- _QUESTIONS TO ANSWER_:
[A] Summarize the post about fencing semantics in library transfer calls in two sentences.
[B] Write the next part of the post about fencing semantics in library transfer calls, picking up after its final sentence.

- _TEXT UNDER STUDY_:
════
In my opinion this piggybacking of fencing semantics on the library calls
should be removed entirely. An important usage class of applications want to
perform a large number of non-blocking operations in phases separated by
user-provided barriers (3D FFT being one obvious example), and any fencing
semantics on the individual operations is undesirable and only has the
potential to degrade performance. These applications don't care at all about
local or global completion of anything before the next barrier, and don't want
to pay for the library computing it under the covers or imposing hidden fences.
The transfers performed by the library should abstractly behave as a set of
relaxed ops with respect to the memory model. There is no difference between
local and global completion, because the accesses in question are entirely
relaxed. They behave exactly as relaxed operations issued at an unspecified
time during the transfer interval. They are not affected by fences or other
strict operations issued in the transfer interval, because it is explicitly
unspecified whether they were issued "before" or "after" any such fences. The
same logic implies that conflicting accesses in the transfer interval also
return undefined results. A successful sync call indicates the relaxed
operations have all been "performed", thus ensuring any subsequent conflicting
operations issued by the calling thread see the updated values. Programs that
wish to enforce global visibility of a transfer should explicitly issue a fence
or other strict operation after the sync call.
════
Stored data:
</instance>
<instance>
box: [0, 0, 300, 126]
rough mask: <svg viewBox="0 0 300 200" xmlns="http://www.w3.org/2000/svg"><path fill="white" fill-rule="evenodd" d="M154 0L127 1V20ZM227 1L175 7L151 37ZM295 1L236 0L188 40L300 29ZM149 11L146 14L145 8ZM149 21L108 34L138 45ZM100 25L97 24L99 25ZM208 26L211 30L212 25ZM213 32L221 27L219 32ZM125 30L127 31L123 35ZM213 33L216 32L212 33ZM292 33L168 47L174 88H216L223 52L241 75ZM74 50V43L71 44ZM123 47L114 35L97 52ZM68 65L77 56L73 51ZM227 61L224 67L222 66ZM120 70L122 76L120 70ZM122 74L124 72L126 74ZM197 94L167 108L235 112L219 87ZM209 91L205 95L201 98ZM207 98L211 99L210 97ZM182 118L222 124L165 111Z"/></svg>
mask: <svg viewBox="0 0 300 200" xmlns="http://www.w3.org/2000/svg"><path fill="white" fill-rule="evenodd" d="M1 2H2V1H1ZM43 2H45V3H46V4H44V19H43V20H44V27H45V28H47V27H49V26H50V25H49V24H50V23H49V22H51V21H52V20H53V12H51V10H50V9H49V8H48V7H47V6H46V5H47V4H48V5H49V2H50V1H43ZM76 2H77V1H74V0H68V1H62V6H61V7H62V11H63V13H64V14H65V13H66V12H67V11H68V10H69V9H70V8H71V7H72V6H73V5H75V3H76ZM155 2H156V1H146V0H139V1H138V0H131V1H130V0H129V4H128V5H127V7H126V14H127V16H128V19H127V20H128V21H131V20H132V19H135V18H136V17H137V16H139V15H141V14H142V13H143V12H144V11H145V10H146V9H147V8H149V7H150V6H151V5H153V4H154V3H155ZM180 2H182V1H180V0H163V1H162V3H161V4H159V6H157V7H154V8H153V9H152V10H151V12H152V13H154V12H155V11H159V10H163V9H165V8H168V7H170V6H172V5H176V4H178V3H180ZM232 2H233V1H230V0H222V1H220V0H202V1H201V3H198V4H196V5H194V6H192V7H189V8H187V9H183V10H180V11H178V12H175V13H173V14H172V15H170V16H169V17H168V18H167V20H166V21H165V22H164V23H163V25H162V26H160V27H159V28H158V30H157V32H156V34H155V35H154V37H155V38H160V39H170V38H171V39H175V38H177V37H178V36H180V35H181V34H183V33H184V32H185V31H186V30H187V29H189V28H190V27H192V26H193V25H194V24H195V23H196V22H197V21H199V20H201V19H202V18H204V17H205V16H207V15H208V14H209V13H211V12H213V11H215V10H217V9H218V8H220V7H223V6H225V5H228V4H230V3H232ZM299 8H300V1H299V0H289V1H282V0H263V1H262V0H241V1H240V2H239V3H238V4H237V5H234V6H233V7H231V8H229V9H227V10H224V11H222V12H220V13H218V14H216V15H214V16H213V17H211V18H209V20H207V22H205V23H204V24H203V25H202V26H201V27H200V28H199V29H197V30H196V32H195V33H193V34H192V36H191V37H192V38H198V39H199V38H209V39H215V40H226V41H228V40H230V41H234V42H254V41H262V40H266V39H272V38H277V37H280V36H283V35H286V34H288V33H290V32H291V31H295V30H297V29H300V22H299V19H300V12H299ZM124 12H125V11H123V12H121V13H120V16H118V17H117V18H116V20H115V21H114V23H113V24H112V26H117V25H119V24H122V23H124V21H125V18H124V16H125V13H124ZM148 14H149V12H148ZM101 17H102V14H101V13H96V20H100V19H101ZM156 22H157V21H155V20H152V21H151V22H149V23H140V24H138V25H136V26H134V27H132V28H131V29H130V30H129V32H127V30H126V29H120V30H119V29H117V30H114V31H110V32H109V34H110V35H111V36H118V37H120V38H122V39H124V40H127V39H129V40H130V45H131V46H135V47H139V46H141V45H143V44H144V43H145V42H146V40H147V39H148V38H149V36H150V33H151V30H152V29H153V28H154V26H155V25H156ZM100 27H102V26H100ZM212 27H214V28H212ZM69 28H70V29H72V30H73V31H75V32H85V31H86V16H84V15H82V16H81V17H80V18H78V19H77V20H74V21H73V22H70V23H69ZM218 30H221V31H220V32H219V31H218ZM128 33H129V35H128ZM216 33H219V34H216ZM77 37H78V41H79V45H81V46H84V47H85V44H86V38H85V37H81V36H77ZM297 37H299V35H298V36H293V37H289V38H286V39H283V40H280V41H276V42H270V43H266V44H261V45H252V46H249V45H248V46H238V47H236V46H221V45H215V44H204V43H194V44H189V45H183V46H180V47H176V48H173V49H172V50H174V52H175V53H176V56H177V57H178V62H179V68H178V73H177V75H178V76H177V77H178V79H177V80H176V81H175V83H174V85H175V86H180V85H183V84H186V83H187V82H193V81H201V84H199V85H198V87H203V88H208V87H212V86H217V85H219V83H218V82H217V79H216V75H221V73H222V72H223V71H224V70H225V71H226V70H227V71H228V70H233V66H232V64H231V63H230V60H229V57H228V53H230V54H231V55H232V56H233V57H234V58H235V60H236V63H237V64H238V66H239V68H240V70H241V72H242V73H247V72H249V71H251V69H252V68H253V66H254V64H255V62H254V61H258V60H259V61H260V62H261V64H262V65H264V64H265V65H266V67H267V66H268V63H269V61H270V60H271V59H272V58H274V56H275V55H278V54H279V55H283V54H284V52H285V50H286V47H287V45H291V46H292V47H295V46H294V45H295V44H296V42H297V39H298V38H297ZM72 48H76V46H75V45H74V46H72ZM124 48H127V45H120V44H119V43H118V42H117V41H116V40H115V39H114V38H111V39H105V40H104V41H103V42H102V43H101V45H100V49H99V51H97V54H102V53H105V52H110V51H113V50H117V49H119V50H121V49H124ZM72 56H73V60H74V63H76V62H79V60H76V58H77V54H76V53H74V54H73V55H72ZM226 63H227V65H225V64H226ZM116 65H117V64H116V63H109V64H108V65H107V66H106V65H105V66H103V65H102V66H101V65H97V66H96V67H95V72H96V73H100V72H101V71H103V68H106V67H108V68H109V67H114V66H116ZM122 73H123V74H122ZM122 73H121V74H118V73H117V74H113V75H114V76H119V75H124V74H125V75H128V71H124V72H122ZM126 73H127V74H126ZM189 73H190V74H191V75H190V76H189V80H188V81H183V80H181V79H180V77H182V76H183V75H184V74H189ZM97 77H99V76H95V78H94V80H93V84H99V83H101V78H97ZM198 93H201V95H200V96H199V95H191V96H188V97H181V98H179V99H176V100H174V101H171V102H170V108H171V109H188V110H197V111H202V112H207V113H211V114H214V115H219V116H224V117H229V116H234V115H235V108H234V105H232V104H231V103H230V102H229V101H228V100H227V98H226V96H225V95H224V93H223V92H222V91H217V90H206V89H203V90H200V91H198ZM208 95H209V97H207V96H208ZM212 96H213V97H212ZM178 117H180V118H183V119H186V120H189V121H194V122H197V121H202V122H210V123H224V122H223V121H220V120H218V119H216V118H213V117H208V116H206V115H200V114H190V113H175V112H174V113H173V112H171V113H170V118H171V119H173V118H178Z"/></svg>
════
- _WRITTEN RESPONSES_:
[A] The writer argues that fencing semantics should be removed from the library calls entirely, because applications that run many non-blocking operations in phases separated by their own barriers, such as 3D FFT, don't care about completion before the next barrier and only lose performance from hidden fences. The library's transfers should instead behave like relaxed operations issued at an unspecified time during the transfer interval, with a successful sync call making sure the calling thread's later conflicting operations see the updated values, and programs that want global visibility should issue a fence or other strict operation after the sync call.

[B]
The approach I'm describing significantly simplies the current proposal
(removing many unnecessary functions), makes the semantics easier to understand
(by removing all the fence-related goop) and at the same time removes semantics
which have the potential to reduce performance.
It also brings it more in line with the memory model and the semantics of the
existing blocking operations. I believe more high-level discussion of this
nature is prudent before accepting the current semantics, which seem
problematic in many ways.
Original comment by danbonachea
on 3 Aug 2012 at 12:29
Regarding Comment #14, I very strongly disagree on all points and most of these
issues have been considered prior to forming the consensus proposal. See
comments below.
"The transfers are relaxed operations and any required synchronization should
be explicitly added by the user as strict operations or other fences around the
transfer interval."
No. A fence or strict access MUST complete ALL prior non-blocking operations to be compatible with the existing UPC memory model. Therefore, if you want to have multiple non-blocking operations in flight and then use a fence or strict access to complete ONE of them, you end up forcing completion of ALL of them. This is not acceptable for software pipelining of large copies.
"Point 1: ***The memory model already allows optimization of "blocking"
memcopies***"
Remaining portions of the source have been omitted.